**Required work:** Retype the listing below verbatim, starting at the line containing "I need to verify whether the shoreline" and continuing through its final line.

**Data excerpts:**
- - -

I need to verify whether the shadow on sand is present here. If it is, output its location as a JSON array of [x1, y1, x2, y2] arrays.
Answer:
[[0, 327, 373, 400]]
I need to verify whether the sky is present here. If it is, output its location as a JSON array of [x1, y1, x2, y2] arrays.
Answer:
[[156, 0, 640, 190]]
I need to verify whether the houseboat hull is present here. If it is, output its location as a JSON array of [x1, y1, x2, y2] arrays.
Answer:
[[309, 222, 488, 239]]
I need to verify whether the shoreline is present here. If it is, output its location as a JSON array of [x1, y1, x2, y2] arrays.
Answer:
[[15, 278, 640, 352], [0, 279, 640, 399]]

- - -

**Response for this exercise:**
I need to verify whether the shoreline is present here. If it is, output its location as a JSON array of [x1, y1, x2, y2] arrays.
Answer:
[[15, 278, 640, 352], [0, 279, 640, 399]]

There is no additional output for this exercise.